Passage provided >>

=== Begin Enclosure ===

Once all the different methods have been written out and defined within the class, it is time to run each method in turn and obtain the results of each individual analysis and eventually, interpret the findings. An instance of the class called `person_info` will be created for this purpose. The parameters specified within the parentheses will be the names of the 8 lists we have now. 

In [6]:
person_info = Person_info(serial_number, age, sex, bmi, num_of_children, smoker, region, insurance_cost)

In [7]:
person_info.compile_dictionary()

{1: {'Record No': 1,
  'Age': '19',
  'Gender': 'female',
  'BMI': '27.9',
  'No. of children': '0',
  'Smoker': 'yes',
  'Region': 'southwest',
  'Yearly Insurance Cost': '16884.924'},
 2: {'Record No': 2,
  'Age': '18',
  'Gender': 'male',
  'BMI': '33.77',
  'No. of children': '1',
  'Smoker': 'no',
  'Region': 'southeast',
  'Yearly Insurance Cost': '1725.5523'},
 3: {'Record No': 3,
  'Age': '28',
  'Gender': 'male',
  'BMI': '33',
  'No. of children': '3',
  'Smoker': 'no',
  'Region': 'southeast',
  'Yearly Insurance Cost': '4449.462'},
 4: {'Record No': 4,
  'Age': '33',
  'Gender': 'male',
  'BMI': '22.705',
  'No. of children': '0',
  'Smoker': 'no',
  'Region': 'northwest',
  'Yearly Insurance Cost': '21984.47061'},
 5: {'Record No': 5,
  'Age': '32',
  'Gender': 'male',
  'BMI': '28.88',
  'No. of children': '0',
  'Smoker': 'no',
  'Region': 'northwest',
  'Yearly Insurance Cost': '3866.8552'},
 6: {'Record No': 6,
  'Age': '31',
  'Gender': 'female',
  'BMI': '25.74',
  '

The `compile_dictionary()` method is run and the results are shown above. All the data is now compactly and neatly stored in a single dictionary, which will serve as a valuable tool for further analysis should I wish to investigate deeper into the other attributes in **insurance.csv** at a later period of time.

In [8]:
person_info.analyze_ages()

=== End Enclosure ===

Tasks to carry out >>
1. In the insurance analysis passage, how many lists are given as parameters when the class instance is created?
2. Resume the insurance analysis passage, starting after its last line.
The data comes from a different source than the insurance analysis passage.

Input data >>
=== Begin Enclosure ===

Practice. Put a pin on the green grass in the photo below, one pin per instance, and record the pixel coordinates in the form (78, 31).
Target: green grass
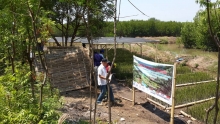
(193, 77)
(183, 70)
(198, 112)
(124, 60)
(194, 93)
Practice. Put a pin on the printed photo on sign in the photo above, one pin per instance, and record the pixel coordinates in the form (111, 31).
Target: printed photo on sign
(153, 78)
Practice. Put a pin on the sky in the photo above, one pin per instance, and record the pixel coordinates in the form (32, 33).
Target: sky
(164, 10)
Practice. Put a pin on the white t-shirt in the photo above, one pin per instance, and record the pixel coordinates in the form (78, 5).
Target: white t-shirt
(102, 71)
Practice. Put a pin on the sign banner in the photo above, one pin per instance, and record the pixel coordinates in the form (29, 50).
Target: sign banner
(153, 78)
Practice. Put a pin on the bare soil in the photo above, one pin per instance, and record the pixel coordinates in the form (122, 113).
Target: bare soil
(76, 104)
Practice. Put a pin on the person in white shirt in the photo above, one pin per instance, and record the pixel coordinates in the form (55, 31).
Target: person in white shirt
(102, 74)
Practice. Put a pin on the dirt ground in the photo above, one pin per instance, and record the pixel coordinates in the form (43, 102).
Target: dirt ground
(76, 107)
(76, 104)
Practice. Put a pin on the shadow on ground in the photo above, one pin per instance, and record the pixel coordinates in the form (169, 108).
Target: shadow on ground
(161, 114)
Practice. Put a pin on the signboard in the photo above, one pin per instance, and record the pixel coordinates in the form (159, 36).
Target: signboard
(153, 78)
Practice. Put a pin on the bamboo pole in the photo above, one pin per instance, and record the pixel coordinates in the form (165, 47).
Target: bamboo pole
(192, 103)
(106, 52)
(141, 49)
(173, 95)
(193, 83)
(130, 47)
(108, 85)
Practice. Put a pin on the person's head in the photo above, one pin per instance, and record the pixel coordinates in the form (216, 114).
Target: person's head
(104, 62)
(101, 51)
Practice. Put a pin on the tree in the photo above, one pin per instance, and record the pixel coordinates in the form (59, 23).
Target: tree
(212, 26)
(187, 35)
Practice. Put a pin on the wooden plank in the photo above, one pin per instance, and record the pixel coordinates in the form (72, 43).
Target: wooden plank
(194, 83)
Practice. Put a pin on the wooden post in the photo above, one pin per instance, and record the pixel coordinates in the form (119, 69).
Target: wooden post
(173, 95)
(130, 47)
(133, 89)
(106, 52)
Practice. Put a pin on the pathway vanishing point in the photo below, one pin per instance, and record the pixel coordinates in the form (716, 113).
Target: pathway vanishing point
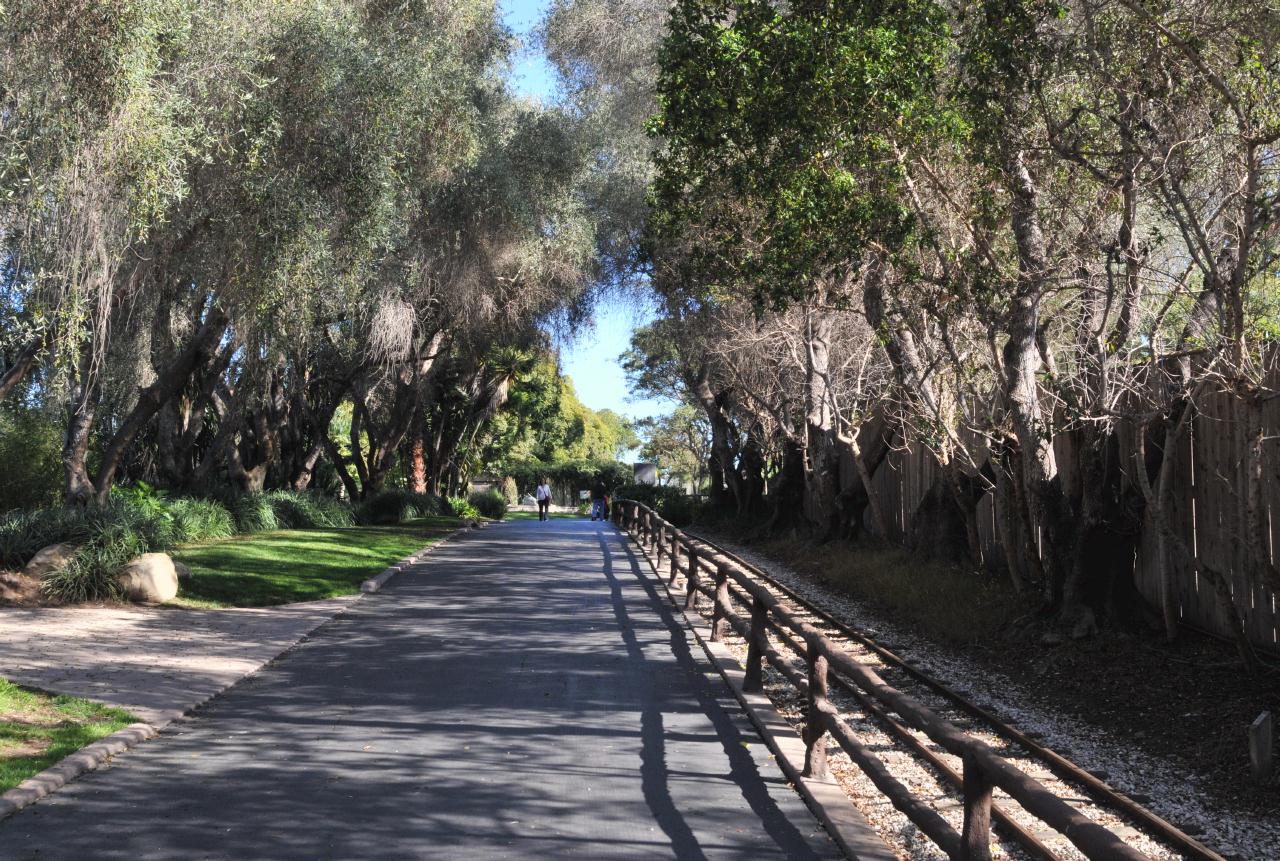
(524, 692)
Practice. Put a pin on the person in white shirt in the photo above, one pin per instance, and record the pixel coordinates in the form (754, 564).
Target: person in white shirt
(544, 499)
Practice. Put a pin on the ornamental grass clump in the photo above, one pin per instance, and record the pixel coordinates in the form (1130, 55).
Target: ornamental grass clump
(489, 503)
(201, 520)
(254, 513)
(23, 534)
(460, 507)
(396, 507)
(301, 509)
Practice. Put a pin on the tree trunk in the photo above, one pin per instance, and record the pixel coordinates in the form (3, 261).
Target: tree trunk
(22, 365)
(78, 489)
(822, 473)
(168, 383)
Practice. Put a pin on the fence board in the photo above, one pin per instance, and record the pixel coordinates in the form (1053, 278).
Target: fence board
(1207, 513)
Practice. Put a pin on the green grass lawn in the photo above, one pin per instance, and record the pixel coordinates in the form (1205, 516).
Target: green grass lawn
(298, 564)
(39, 729)
(533, 516)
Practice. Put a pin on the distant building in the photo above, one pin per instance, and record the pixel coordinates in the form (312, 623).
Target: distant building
(647, 473)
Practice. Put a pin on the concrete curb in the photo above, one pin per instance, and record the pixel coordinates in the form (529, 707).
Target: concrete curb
(69, 768)
(92, 756)
(378, 581)
(828, 802)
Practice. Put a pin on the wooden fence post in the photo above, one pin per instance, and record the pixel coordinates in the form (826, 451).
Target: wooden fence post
(691, 582)
(976, 841)
(1260, 747)
(816, 720)
(718, 622)
(754, 677)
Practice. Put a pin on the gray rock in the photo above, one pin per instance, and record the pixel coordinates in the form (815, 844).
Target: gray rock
(151, 578)
(50, 559)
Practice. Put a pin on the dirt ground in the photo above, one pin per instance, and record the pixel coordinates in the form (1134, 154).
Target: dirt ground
(1188, 701)
(19, 590)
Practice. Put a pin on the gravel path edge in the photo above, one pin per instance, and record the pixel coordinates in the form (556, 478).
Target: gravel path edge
(828, 802)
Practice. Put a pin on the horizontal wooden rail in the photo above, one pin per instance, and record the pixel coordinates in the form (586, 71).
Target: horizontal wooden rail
(983, 769)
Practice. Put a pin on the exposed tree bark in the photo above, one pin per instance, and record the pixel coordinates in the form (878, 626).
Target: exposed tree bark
(169, 381)
(22, 365)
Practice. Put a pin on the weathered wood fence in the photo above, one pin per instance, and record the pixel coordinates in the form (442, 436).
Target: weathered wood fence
(711, 573)
(1208, 479)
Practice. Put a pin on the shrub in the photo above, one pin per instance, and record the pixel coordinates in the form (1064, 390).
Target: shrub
(91, 572)
(490, 504)
(510, 491)
(301, 509)
(109, 537)
(460, 507)
(200, 520)
(397, 505)
(254, 513)
(332, 513)
(24, 534)
(292, 509)
(31, 459)
(671, 503)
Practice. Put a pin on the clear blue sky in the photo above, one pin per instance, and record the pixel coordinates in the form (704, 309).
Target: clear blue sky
(592, 358)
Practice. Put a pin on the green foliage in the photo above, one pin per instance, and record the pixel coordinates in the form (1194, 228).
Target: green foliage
(679, 444)
(301, 509)
(300, 564)
(144, 499)
(200, 520)
(254, 513)
(572, 475)
(489, 503)
(460, 507)
(781, 126)
(671, 503)
(510, 491)
(115, 535)
(46, 728)
(24, 532)
(31, 459)
(397, 505)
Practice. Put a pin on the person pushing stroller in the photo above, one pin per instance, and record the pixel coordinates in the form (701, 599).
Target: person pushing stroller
(599, 500)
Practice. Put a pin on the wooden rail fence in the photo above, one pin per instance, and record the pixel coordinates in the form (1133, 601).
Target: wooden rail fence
(711, 573)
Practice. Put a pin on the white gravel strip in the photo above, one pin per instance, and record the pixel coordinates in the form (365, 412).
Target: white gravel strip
(1170, 789)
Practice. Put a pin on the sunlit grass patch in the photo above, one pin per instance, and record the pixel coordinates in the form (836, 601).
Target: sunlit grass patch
(300, 564)
(37, 729)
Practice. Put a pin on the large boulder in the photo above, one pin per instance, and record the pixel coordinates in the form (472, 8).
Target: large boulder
(53, 558)
(151, 578)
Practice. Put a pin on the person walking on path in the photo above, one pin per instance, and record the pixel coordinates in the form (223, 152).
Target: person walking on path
(598, 495)
(544, 499)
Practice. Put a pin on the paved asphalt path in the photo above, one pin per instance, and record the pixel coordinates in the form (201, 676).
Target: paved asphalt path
(522, 694)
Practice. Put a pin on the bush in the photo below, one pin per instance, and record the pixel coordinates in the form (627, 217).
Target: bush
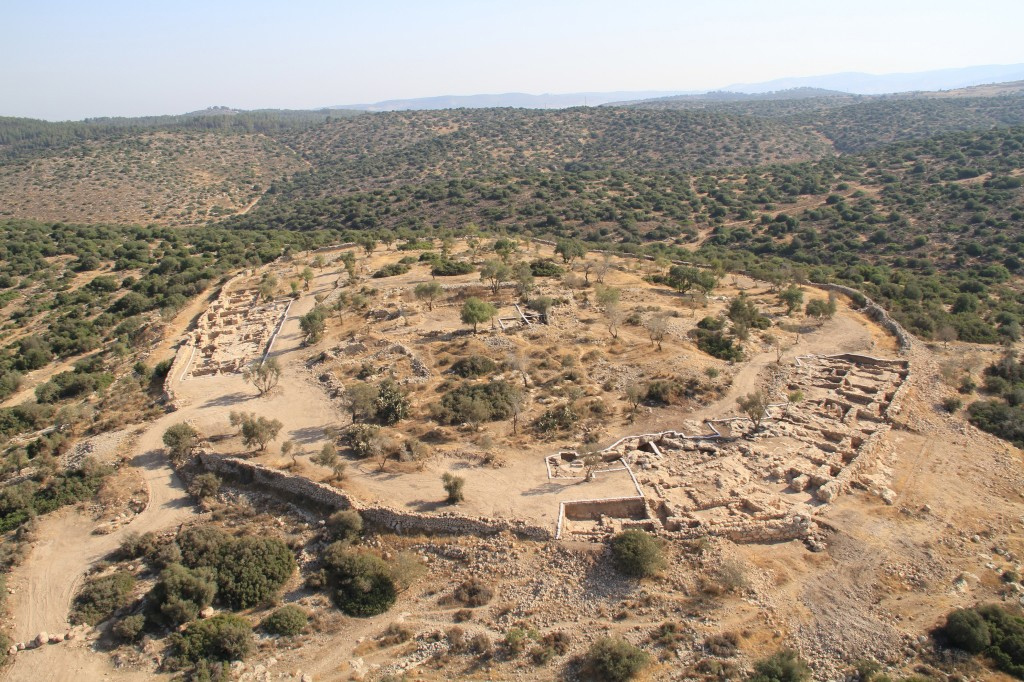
(135, 546)
(360, 438)
(360, 583)
(391, 406)
(205, 485)
(476, 403)
(392, 269)
(966, 630)
(637, 553)
(473, 592)
(784, 666)
(545, 267)
(454, 487)
(560, 418)
(249, 569)
(951, 405)
(717, 345)
(224, 637)
(615, 659)
(97, 600)
(129, 629)
(180, 440)
(287, 621)
(1007, 633)
(474, 366)
(445, 268)
(345, 525)
(181, 593)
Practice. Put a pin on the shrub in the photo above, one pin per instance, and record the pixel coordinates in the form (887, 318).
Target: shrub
(360, 438)
(135, 546)
(224, 637)
(545, 267)
(615, 659)
(392, 269)
(360, 583)
(445, 268)
(97, 600)
(473, 592)
(717, 345)
(249, 569)
(129, 629)
(951, 405)
(475, 403)
(560, 418)
(637, 553)
(784, 666)
(475, 311)
(966, 630)
(205, 485)
(345, 525)
(259, 431)
(1007, 633)
(391, 405)
(180, 440)
(454, 487)
(287, 621)
(181, 593)
(474, 366)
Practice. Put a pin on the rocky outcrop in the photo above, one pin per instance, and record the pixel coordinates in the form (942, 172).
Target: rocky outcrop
(327, 498)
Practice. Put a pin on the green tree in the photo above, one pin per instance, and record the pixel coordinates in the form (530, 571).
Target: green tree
(755, 406)
(569, 250)
(259, 431)
(264, 376)
(223, 637)
(612, 659)
(792, 297)
(475, 311)
(313, 324)
(454, 487)
(428, 291)
(391, 405)
(361, 399)
(496, 272)
(180, 440)
(784, 666)
(637, 553)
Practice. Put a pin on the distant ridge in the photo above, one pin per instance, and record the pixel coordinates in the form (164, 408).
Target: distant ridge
(515, 99)
(718, 96)
(858, 83)
(806, 87)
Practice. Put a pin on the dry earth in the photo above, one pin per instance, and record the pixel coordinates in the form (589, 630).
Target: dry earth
(887, 574)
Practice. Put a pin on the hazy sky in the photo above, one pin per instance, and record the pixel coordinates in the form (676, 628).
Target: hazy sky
(69, 59)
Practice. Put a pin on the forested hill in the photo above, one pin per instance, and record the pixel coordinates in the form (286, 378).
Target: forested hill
(918, 201)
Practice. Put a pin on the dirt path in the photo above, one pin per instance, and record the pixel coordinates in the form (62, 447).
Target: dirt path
(45, 584)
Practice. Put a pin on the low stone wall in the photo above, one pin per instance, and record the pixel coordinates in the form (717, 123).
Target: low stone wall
(875, 311)
(582, 510)
(797, 526)
(327, 498)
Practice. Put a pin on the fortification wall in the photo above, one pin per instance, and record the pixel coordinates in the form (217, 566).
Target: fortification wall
(308, 493)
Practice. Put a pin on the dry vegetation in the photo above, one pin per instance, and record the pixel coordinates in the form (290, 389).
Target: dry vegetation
(167, 178)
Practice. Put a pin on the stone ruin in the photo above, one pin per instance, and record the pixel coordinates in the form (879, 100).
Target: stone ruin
(236, 331)
(766, 486)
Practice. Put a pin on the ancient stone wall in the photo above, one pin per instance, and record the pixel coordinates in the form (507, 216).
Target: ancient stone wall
(305, 492)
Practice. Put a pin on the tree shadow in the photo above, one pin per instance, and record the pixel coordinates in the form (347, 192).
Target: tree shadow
(228, 399)
(428, 505)
(307, 435)
(544, 488)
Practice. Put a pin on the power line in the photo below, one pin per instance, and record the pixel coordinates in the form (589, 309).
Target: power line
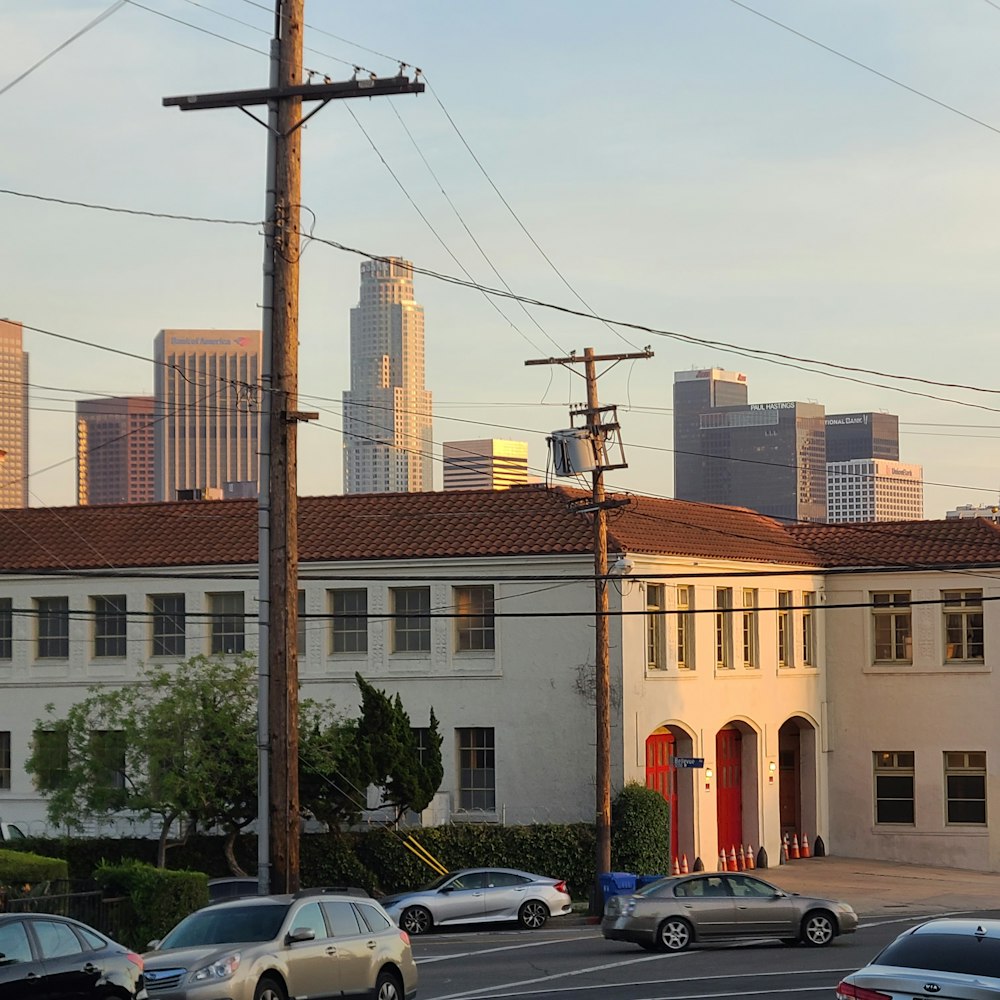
(106, 13)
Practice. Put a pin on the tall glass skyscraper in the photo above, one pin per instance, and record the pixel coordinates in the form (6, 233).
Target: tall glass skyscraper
(13, 417)
(207, 424)
(387, 410)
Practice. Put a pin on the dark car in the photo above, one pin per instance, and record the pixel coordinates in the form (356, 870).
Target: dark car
(42, 955)
(949, 957)
(671, 914)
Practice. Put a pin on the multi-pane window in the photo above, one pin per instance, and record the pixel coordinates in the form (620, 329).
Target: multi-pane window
(107, 748)
(892, 627)
(655, 626)
(300, 636)
(167, 614)
(227, 622)
(963, 624)
(411, 608)
(110, 623)
(893, 786)
(784, 628)
(749, 628)
(52, 615)
(965, 786)
(6, 628)
(808, 635)
(51, 753)
(685, 627)
(724, 627)
(474, 618)
(476, 769)
(349, 626)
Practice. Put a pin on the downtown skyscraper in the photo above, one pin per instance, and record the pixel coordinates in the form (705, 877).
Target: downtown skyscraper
(207, 426)
(387, 411)
(13, 417)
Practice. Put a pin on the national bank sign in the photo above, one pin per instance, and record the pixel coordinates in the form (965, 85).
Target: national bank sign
(210, 341)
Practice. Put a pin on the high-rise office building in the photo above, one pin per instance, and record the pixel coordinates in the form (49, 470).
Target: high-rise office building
(696, 392)
(862, 435)
(207, 414)
(13, 417)
(114, 450)
(490, 464)
(387, 410)
(874, 489)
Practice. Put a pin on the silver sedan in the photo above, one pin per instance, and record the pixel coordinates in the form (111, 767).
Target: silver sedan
(478, 895)
(671, 914)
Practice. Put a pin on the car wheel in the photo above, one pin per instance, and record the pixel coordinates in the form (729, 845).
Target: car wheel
(416, 920)
(388, 986)
(818, 928)
(533, 915)
(674, 934)
(269, 989)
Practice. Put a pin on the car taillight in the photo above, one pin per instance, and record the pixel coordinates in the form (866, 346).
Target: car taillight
(847, 990)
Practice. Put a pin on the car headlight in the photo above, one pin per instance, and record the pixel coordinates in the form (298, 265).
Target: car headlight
(223, 968)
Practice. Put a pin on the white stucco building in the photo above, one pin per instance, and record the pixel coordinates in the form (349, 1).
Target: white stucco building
(725, 652)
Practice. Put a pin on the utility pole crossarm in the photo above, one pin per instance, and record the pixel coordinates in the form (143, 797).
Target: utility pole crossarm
(379, 87)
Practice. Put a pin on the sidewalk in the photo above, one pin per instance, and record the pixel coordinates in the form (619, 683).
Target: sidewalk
(880, 888)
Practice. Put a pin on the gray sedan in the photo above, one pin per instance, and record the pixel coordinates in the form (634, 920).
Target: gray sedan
(670, 914)
(477, 895)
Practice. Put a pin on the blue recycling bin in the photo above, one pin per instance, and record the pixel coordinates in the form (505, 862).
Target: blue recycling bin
(617, 884)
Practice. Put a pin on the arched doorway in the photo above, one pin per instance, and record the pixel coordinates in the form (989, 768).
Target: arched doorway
(729, 787)
(797, 757)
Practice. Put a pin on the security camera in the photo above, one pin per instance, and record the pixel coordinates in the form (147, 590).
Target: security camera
(622, 566)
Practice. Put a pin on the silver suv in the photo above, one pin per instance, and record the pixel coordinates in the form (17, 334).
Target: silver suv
(317, 943)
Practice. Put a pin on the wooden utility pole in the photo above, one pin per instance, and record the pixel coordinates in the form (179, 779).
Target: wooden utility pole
(278, 712)
(598, 505)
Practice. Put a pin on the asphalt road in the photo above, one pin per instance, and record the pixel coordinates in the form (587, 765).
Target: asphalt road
(576, 962)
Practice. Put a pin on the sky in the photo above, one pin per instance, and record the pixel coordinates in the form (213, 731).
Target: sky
(815, 179)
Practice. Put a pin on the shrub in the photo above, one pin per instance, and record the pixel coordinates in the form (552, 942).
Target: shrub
(640, 831)
(159, 897)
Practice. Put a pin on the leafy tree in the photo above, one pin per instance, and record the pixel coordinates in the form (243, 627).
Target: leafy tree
(388, 751)
(179, 747)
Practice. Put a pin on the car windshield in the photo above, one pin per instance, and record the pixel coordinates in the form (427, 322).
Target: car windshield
(961, 953)
(227, 925)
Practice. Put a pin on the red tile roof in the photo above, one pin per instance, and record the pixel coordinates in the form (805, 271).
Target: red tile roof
(529, 520)
(913, 544)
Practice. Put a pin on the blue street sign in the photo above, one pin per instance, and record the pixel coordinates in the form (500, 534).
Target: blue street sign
(688, 761)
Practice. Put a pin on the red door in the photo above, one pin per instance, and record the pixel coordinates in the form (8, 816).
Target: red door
(729, 797)
(661, 775)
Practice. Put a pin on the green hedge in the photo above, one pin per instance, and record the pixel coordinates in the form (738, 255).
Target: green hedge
(159, 897)
(376, 860)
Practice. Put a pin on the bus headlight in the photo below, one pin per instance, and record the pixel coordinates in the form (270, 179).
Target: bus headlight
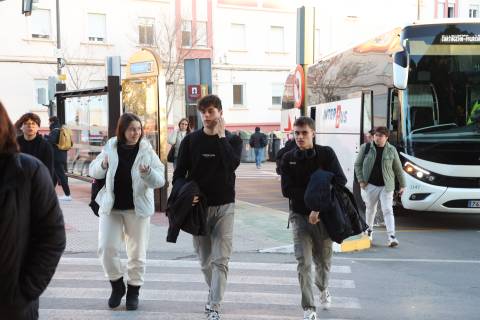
(418, 172)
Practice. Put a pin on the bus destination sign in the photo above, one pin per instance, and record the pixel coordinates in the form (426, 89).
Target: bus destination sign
(460, 38)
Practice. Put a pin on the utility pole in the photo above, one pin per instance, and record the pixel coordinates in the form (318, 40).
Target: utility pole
(59, 41)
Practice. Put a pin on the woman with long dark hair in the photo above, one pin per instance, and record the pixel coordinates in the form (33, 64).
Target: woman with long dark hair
(32, 232)
(132, 170)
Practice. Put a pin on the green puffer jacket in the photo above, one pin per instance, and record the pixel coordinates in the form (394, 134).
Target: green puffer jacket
(391, 165)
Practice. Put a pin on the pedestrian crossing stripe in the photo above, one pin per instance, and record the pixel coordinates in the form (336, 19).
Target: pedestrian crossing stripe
(198, 278)
(62, 314)
(259, 266)
(258, 298)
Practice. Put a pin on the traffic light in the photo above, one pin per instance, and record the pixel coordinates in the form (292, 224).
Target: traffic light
(27, 7)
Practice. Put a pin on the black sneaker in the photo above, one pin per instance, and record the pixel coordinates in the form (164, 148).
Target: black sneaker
(392, 241)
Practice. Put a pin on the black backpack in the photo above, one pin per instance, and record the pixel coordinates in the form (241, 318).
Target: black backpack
(97, 185)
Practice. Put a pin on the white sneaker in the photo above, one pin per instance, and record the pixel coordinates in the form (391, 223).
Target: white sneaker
(325, 299)
(309, 315)
(213, 315)
(392, 241)
(370, 234)
(208, 308)
(65, 198)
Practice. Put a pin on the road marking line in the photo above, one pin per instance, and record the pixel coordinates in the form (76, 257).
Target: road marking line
(198, 278)
(72, 314)
(195, 264)
(258, 298)
(409, 260)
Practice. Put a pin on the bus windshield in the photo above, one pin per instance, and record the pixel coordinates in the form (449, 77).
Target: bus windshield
(442, 112)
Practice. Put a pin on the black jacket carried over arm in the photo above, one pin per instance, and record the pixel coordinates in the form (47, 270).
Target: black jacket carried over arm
(53, 137)
(211, 162)
(182, 215)
(32, 235)
(336, 204)
(297, 166)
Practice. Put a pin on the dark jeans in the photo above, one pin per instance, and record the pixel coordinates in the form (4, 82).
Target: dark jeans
(61, 177)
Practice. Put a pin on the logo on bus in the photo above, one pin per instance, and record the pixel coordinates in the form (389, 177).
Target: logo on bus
(335, 113)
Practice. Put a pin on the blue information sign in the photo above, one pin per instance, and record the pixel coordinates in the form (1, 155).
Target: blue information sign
(141, 67)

=== End Enclosure ===

Task responses >>
1. Eight lists.

2.
'Average age: 39.20702541106129 years'

The `analyze_ages()` method is run and the results show that the average age of a health insurance policy holder is around 39 years. This is important to check because we want to know what if the data in **insurance.csv** is representative for a broader population. If we decide to use the dataset to make inferences about other populations, we must make sure that the data is abundant and broad enough for such use cases.

We would have to do further analysis to make sure the range and standard deviation of the patient age group in **insurance.csv** is indicative of a random sampling of individuals.

In [9]:
person_info.analyze_insurance_cost()

'Average yearly insurance cost: 13270.422265141257 dollars'

The `analyze_insurance_cost()` method is run and the results above show that on average, a health insurance policy holder spends around $13,270 annually on premium payments. This is a valuable piece of information as it can be used by a variety of stakeholders. For instance, it could be used to evaluate the profitability and success of the health insurance industry in the US. Alternatively, performing additional analysis into areas such as identifying correlations between costs and gender, costs and region, or costs and number of children will help to generate more specific findings with a clearly targeted scope of interest.

In [10]:
person_info.analyze_gender()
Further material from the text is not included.